§ **Task brief**
Copy every line between the lines holding "Batch job #47 — class: door" and "276;157;311;165", inclusive, and raise each box coordinate in the answers by 30. Keep all other wording and numbers in those lines unchanged.

§ **Material provided**
>> Start

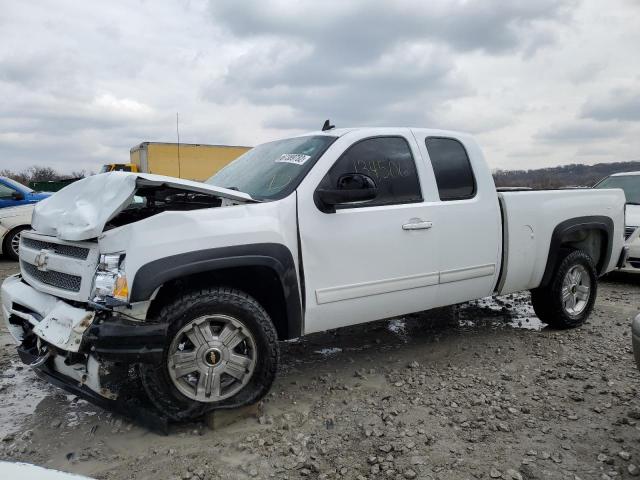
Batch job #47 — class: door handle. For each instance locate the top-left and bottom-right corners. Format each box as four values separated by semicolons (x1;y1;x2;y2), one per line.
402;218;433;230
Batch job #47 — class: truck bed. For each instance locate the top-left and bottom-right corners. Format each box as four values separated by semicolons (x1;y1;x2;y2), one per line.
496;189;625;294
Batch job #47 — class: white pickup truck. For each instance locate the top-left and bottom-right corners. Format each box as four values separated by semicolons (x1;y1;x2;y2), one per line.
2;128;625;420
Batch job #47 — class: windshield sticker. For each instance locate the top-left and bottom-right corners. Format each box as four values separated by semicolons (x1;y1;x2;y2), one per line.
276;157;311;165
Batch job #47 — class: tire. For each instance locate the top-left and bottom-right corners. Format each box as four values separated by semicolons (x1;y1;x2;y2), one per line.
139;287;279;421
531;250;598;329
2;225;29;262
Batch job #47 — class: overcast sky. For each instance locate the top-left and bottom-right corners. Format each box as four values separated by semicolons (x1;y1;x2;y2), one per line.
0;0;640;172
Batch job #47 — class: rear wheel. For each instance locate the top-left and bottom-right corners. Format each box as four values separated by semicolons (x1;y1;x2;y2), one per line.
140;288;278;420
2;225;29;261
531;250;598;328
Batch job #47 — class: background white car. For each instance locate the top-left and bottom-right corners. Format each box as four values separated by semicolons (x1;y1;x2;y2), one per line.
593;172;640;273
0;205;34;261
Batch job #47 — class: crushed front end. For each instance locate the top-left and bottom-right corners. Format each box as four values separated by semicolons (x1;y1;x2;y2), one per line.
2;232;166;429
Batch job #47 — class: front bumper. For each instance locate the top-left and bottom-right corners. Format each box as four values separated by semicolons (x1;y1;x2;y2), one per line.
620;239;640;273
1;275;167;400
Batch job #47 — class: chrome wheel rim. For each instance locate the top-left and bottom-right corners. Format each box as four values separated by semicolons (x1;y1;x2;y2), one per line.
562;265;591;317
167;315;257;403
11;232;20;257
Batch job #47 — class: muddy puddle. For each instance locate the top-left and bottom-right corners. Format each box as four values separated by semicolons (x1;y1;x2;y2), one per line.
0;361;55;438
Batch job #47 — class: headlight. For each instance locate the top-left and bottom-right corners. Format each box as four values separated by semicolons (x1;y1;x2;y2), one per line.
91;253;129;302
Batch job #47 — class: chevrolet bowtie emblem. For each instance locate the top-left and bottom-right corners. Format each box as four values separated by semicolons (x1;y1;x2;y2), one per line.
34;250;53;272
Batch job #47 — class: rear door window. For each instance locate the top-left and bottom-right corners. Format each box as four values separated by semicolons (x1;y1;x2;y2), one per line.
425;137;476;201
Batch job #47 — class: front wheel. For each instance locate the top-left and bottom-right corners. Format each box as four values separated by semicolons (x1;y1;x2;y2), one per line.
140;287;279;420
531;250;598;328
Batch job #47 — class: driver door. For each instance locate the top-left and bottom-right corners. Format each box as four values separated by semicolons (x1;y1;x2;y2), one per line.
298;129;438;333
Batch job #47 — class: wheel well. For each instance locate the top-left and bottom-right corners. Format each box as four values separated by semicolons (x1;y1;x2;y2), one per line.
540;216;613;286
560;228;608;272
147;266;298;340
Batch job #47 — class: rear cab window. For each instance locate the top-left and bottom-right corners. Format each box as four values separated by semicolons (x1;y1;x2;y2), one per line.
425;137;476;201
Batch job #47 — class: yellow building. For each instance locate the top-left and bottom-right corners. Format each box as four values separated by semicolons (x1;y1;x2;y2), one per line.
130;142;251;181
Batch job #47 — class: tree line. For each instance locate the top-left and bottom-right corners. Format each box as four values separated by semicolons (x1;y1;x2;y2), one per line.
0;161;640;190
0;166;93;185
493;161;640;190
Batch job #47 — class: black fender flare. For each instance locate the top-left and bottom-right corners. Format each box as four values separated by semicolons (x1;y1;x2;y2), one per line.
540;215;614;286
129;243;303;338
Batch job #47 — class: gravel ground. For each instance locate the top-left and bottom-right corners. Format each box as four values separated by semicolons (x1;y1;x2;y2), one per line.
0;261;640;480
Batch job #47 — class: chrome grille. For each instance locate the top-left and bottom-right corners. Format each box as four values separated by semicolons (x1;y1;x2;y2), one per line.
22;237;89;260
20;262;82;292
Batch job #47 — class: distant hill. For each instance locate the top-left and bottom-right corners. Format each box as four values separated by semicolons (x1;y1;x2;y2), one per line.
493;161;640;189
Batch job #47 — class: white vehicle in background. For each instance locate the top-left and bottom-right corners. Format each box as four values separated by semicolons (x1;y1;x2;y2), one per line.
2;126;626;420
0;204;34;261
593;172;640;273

>> End
>> Start

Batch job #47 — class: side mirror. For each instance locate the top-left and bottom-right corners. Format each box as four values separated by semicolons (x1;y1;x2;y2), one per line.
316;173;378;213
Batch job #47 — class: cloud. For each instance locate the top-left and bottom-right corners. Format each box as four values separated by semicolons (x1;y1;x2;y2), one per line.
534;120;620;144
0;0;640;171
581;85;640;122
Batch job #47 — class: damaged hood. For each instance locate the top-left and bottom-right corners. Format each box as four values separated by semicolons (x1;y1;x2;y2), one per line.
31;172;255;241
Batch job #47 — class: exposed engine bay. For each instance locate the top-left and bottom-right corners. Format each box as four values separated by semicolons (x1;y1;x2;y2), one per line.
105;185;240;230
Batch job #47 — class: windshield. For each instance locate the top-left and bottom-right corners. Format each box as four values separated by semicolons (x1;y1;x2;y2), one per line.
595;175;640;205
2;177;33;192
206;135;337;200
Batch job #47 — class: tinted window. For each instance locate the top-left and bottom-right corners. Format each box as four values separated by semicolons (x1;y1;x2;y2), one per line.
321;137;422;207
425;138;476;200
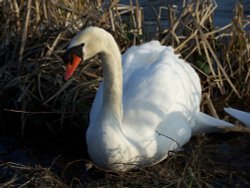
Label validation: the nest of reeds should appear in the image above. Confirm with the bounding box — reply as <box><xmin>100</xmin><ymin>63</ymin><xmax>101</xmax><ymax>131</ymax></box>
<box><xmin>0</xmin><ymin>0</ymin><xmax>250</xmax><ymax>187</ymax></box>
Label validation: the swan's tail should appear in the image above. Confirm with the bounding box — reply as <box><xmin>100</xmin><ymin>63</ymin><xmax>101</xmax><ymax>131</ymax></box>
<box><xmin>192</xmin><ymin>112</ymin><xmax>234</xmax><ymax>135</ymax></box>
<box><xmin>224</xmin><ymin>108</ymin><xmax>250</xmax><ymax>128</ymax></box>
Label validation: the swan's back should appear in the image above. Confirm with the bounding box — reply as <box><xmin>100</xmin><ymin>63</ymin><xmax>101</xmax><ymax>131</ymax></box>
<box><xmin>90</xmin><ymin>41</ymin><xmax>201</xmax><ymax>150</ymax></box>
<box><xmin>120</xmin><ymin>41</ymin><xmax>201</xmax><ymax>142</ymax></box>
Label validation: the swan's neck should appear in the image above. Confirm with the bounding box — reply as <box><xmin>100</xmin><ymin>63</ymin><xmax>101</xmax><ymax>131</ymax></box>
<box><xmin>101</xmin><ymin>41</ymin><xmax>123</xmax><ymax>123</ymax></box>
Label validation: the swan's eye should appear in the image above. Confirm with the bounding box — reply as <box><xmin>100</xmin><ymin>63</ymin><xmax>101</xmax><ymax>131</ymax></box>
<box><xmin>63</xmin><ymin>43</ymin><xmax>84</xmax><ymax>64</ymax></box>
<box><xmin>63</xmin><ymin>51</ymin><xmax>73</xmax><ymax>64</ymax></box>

>> End

§ **Correct output**
Batch job #47 — class: door handle. For each instance locate the top-left and bottom-right corners. Format each box as four values separated by semicolons (x1;y1;x2;y2), one per line.
432;248;463;260
Batch job #47 — class: truck bed. For each instance locate the top-left and bottom-right corners. Format each box as four values separated by semicolons (x1;y1;x2;y2), one per line.
526;219;655;324
Batch job #47 — class: white pickup truck. For each instance locate the top-left and bottom-right corners. Format each box as four values separated by semicolons (x1;y1;x2;y2), one per line.
32;158;655;450
Batch job #47 — class: windshield sticker. For each instance locate the top-left and bottom-right corners. Format each box as four values separated by semicolons (x1;y1;x2;y2), one per line.
306;187;341;195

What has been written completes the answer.